## Exercise objective
The answer must be an exact transcription of every record.

## Materials provided
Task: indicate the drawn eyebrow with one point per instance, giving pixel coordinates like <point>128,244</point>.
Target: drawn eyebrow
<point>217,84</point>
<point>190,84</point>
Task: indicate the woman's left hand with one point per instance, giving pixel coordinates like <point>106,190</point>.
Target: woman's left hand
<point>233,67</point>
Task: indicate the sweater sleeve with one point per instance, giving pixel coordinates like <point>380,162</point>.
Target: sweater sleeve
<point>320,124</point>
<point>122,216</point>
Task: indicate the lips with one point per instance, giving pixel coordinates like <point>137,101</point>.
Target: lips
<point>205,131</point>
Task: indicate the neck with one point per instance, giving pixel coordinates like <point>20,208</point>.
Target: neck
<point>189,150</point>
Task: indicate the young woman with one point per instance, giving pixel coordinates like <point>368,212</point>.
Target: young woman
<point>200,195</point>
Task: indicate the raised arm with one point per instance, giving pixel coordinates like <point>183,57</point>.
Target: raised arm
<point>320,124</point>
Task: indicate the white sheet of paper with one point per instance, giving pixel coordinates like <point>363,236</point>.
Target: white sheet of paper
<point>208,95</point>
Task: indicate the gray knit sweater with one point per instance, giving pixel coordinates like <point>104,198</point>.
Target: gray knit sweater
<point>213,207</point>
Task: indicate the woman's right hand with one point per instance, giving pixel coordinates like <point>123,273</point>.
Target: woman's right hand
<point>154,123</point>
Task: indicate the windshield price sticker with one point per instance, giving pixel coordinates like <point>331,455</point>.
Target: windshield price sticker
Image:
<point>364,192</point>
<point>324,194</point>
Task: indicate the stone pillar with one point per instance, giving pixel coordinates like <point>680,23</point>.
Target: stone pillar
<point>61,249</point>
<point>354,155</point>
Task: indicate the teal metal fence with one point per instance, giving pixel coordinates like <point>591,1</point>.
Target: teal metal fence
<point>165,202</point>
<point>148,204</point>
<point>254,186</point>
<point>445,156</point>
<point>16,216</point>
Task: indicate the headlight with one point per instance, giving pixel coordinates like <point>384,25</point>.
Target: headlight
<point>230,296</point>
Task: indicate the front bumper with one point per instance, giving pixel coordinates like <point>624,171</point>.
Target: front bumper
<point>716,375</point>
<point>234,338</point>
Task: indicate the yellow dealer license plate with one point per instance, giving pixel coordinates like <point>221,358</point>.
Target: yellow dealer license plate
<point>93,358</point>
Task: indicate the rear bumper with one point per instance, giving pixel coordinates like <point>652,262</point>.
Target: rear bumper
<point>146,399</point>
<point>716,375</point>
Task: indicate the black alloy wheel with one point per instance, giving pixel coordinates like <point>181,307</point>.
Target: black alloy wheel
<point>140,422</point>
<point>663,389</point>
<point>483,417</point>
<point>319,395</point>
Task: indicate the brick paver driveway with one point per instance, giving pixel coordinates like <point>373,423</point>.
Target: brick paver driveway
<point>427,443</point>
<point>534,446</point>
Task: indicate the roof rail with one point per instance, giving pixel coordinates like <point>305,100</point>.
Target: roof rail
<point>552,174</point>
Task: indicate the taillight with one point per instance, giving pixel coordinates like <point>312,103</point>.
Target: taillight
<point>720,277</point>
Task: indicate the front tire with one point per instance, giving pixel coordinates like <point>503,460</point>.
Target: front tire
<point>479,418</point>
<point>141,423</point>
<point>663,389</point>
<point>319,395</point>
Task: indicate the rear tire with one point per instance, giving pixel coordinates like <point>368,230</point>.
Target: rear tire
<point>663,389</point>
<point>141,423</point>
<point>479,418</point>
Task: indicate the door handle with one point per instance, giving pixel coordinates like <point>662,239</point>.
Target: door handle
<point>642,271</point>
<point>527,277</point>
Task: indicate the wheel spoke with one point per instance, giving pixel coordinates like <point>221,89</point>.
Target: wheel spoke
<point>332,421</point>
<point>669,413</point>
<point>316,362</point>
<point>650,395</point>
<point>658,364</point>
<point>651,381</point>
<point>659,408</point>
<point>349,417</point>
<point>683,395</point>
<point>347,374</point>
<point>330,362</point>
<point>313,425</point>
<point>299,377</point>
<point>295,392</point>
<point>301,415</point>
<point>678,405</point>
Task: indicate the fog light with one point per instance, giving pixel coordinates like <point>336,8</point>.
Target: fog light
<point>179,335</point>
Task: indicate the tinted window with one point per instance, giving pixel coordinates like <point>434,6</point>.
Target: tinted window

## Output below
Task: indicate the drawn eyebrow with one point per instance, giving pixel coordinates like <point>128,244</point>.
Target: drawn eyebrow
<point>217,84</point>
<point>190,84</point>
Task: indicate the woman's left hand with one point per instance, giving pixel coordinates like <point>106,190</point>.
Target: woman's left hand
<point>233,67</point>
Task: indicate the sweater sleeve with one point per instance, giving pixel coordinates like <point>380,162</point>.
Target: sweater sleeve
<point>320,124</point>
<point>122,216</point>
Task: indicate the lips with one point per instance, giving pixel coordinates like <point>137,101</point>.
Target: lips
<point>205,131</point>
Task: indicate the neck with one point per instance, giving pixel coordinates like <point>20,208</point>.
Target: neck
<point>189,150</point>
Task: indicate the young woman with one point per instance, giving pixel coordinates like <point>368,212</point>.
Target: young woman
<point>200,195</point>
Task: indicate the raised arm with one point per instance, giving pixel coordinates like <point>183,57</point>.
Target: raised arm
<point>320,124</point>
Task: indicate the white sheet of paper with one point per instance, giving pixel coordinates like <point>363,236</point>.
Target: white sheet of paper
<point>208,95</point>
Task: indicate the gray knit sweater with one point per instance, giving pixel coordinates like <point>104,198</point>.
Target: gray knit sweater
<point>213,207</point>
Task: indicate the woman's right hand with one point per instance, giving pixel coordinates like <point>123,273</point>.
Target: woman's right hand
<point>154,123</point>
Task: indicate the windshield price sticker with one point per instance, giving pixel coordinates like <point>331,455</point>.
Target: windshield price sticker
Image:
<point>364,192</point>
<point>324,194</point>
Task: indicate the stone pillar with one point per instance, giving pixel coordinates like <point>680,23</point>.
Target: stone pillar
<point>61,249</point>
<point>354,155</point>
Task: indicate the teal metal fence with one point per instance, giving pixel coordinates like <point>591,1</point>.
Target: teal metal fence
<point>165,202</point>
<point>148,204</point>
<point>254,186</point>
<point>445,156</point>
<point>16,216</point>
Task: indicate the headlight with one point per instance, giving pixel coordinates like <point>384,25</point>.
Target: headlight
<point>230,296</point>
Task: indicate the front bumper with one point per instance, giving pixel coordinates like <point>624,171</point>.
Target: front bumper
<point>716,375</point>
<point>234,338</point>
Task: indicate the yellow dealer license plate with one point per instance, giving pixel coordinates like <point>221,358</point>.
Target: yellow dealer license plate
<point>93,358</point>
Task: indicate the rear bumper with one point per instance, giving pixel coordinates like <point>652,262</point>.
Target: rear bumper
<point>146,399</point>
<point>716,375</point>
Task: indicate the black alloy wheel with one point per instance, giving pixel coordinates like <point>181,307</point>.
Target: black alloy wheel
<point>140,422</point>
<point>663,389</point>
<point>483,417</point>
<point>319,395</point>
Task: indicate the brick paver driveway with one point per instance, giving pixel coordinates like <point>373,423</point>.
Target: brick paver driveway
<point>427,443</point>
<point>534,446</point>
Task: indicate the roof rail with one point per instance, giving pixel coordinates like <point>305,100</point>.
Target: roof rail
<point>552,174</point>
Task: indicate the taillight with one point per instance, giving pixel coordinates like <point>312,103</point>.
Target: taillight
<point>720,277</point>
Task: indicate the front tire with one point per instance, giving pixel coordinates like <point>503,460</point>.
Target: front tire
<point>479,418</point>
<point>141,423</point>
<point>663,389</point>
<point>319,395</point>
Task: indicate the rear tire with one point per instance, giving pixel coordinates like <point>368,230</point>.
Target: rear tire
<point>663,389</point>
<point>141,423</point>
<point>479,418</point>
Task: indicate the door handle with one point per instance, giving pixel coordinates like <point>662,239</point>.
Target: door handle
<point>642,271</point>
<point>527,277</point>
Task: indicate the wheel spoke with one point per instance, giving pixel coordinates like <point>221,89</point>.
Target: wheel spoke
<point>332,421</point>
<point>669,413</point>
<point>316,362</point>
<point>650,395</point>
<point>658,364</point>
<point>651,381</point>
<point>659,408</point>
<point>349,417</point>
<point>683,395</point>
<point>347,374</point>
<point>330,362</point>
<point>313,425</point>
<point>299,377</point>
<point>295,392</point>
<point>301,415</point>
<point>678,405</point>
Task: indicate the fog light with one point per instance, giving pixel coordinates like <point>336,8</point>.
Target: fog light
<point>179,335</point>
Task: indicate the tinted window with one point per instance, giving pixel coordinates like <point>434,6</point>.
Target: tinted window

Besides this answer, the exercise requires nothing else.